▶ _INPUT RECORDS_
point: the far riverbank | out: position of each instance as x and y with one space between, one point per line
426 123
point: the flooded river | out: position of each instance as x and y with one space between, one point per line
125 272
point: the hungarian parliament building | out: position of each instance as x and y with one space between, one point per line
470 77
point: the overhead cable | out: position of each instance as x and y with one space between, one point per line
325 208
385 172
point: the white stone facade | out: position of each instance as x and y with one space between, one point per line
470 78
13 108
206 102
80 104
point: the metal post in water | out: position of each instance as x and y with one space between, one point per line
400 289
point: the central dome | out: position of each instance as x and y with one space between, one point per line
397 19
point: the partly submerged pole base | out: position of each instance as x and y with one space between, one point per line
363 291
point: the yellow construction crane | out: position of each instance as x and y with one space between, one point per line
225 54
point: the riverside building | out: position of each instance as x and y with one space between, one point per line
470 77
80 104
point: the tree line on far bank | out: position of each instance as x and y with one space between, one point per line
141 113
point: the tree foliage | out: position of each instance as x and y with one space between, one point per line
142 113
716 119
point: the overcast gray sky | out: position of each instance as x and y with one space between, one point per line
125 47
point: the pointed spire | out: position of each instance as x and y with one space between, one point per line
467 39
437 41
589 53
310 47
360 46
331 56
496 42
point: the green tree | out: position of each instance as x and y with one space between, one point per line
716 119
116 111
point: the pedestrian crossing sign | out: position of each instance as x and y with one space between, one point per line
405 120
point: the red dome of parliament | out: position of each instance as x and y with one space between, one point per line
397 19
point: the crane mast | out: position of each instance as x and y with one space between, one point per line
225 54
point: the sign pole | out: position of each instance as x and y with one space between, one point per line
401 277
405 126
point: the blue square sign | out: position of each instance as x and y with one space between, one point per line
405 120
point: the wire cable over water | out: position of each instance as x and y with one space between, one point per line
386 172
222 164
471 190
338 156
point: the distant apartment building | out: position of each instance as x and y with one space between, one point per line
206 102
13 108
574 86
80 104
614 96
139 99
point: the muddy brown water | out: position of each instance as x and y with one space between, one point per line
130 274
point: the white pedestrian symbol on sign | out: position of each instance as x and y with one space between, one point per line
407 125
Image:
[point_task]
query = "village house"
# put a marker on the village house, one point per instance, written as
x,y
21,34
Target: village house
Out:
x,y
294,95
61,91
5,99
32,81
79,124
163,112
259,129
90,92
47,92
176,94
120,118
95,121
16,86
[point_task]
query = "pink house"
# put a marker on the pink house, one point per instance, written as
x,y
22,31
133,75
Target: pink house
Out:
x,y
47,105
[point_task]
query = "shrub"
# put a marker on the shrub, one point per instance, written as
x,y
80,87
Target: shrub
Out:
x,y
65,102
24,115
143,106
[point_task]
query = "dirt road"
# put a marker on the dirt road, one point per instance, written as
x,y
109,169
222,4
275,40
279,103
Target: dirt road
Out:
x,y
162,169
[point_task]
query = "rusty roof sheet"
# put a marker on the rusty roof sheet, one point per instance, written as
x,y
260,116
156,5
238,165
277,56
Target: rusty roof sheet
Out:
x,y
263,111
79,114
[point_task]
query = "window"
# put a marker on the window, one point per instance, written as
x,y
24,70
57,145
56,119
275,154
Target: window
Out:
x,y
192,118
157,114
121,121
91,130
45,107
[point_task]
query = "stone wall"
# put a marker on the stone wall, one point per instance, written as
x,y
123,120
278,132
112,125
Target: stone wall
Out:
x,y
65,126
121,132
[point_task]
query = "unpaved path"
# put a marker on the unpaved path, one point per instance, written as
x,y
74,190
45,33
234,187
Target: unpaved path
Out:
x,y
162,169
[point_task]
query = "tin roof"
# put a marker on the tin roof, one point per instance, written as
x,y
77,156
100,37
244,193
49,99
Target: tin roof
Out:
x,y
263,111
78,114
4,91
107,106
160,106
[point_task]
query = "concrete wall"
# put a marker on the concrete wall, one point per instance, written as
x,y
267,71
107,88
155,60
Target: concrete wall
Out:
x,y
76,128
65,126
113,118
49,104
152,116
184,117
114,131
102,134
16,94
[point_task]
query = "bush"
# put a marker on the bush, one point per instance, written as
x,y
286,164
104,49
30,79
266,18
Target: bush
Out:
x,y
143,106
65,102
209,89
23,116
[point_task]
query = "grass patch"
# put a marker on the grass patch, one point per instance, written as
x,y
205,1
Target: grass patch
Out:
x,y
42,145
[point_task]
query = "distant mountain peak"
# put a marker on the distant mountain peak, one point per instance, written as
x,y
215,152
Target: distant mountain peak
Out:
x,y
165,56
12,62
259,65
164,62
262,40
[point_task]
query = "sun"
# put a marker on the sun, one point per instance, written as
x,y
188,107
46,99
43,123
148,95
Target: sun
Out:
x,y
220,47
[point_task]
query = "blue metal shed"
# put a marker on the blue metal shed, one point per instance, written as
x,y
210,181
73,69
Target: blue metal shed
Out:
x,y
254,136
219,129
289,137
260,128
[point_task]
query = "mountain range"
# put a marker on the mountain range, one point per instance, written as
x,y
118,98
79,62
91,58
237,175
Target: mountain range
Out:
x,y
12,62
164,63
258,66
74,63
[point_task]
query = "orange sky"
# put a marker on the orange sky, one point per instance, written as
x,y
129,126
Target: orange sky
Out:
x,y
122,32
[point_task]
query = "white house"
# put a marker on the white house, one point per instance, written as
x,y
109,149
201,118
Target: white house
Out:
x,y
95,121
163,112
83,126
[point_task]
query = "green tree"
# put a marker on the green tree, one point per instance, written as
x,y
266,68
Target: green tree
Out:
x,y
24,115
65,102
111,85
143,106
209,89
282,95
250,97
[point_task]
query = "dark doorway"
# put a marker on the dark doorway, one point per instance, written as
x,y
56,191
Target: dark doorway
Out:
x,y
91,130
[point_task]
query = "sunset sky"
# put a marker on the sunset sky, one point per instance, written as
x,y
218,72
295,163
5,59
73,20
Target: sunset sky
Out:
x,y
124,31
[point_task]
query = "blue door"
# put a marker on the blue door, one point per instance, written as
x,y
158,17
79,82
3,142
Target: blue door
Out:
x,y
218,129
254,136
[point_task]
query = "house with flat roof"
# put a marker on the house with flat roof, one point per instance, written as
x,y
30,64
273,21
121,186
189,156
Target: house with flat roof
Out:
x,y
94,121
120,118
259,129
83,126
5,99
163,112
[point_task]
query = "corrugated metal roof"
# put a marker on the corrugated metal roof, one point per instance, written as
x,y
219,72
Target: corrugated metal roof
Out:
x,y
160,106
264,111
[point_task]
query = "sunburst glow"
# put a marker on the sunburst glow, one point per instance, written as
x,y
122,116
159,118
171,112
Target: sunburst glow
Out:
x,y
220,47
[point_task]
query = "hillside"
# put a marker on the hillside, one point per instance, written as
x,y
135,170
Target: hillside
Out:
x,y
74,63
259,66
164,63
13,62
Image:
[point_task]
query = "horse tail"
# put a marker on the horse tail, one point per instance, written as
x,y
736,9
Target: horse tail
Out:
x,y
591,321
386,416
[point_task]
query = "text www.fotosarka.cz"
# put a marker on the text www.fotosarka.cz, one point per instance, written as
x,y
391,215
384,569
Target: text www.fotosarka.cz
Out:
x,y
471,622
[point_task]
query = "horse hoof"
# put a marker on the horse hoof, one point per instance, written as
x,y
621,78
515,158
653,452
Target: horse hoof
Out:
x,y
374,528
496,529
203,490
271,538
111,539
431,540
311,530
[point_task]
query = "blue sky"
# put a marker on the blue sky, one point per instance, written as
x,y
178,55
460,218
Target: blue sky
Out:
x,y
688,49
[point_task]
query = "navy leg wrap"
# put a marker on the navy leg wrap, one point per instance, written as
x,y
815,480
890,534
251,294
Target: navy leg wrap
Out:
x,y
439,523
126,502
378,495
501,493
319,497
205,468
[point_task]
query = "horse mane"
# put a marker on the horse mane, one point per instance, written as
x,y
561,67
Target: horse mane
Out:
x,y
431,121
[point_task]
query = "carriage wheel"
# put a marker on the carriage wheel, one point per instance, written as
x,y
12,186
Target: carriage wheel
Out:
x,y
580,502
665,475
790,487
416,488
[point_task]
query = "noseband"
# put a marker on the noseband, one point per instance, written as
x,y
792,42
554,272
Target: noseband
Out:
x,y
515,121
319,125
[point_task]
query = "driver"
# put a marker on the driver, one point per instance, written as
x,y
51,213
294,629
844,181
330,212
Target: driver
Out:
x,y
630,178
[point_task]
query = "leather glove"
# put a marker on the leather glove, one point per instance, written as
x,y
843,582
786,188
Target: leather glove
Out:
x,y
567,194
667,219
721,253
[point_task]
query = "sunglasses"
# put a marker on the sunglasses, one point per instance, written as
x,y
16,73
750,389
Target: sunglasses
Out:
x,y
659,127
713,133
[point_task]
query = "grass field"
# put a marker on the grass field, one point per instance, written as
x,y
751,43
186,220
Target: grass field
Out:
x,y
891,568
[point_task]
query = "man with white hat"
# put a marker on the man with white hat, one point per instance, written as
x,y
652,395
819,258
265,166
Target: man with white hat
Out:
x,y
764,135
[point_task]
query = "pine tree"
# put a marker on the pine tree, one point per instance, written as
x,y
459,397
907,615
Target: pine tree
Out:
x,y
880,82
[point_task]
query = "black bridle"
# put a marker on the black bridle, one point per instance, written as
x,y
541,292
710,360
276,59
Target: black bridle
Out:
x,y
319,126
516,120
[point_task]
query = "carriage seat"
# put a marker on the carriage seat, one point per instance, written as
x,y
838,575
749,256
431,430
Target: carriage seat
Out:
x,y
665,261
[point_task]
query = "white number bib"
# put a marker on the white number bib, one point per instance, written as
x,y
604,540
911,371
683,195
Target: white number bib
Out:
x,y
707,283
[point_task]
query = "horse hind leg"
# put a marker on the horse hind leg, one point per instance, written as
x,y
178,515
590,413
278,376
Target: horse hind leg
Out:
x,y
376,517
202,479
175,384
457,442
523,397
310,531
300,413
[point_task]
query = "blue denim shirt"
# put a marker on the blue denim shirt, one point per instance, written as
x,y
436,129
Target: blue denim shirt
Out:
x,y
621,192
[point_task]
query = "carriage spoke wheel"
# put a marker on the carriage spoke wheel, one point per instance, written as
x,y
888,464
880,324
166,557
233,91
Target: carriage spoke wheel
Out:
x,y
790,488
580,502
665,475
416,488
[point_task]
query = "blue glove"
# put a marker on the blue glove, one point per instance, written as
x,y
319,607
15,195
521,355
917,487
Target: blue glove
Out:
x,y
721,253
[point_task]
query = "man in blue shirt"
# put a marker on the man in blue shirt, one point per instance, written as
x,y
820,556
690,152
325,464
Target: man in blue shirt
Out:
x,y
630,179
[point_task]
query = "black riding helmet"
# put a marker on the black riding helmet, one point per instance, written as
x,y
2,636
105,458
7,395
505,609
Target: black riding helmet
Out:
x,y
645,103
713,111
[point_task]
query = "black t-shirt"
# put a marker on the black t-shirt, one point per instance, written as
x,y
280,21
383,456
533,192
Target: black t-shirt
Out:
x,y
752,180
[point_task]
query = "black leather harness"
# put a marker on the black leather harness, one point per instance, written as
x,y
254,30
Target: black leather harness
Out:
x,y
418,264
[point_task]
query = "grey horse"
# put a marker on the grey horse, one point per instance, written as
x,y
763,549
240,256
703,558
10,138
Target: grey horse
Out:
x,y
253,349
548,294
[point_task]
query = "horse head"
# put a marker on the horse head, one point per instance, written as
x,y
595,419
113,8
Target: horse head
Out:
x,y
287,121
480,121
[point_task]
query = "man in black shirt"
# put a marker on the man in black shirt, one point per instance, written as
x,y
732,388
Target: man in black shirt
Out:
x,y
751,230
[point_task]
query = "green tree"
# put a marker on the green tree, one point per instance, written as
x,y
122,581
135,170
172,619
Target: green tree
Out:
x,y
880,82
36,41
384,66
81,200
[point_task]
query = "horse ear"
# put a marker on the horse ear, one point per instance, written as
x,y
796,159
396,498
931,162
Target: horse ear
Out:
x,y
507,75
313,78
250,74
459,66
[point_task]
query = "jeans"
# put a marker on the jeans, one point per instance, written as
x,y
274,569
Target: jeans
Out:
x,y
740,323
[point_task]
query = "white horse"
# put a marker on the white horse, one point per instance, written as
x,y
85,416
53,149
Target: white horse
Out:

▶ _AIM OF THE EXERCISE_
Pick every line from the listing holding the string "rusty", and copy it.

▶ _ANSWER TO THIS EXERCISE_
query = "rusty roof sheet"
# put a marker on the rusty roof sheet, one point per instance, written as
Target: rusty roof sheet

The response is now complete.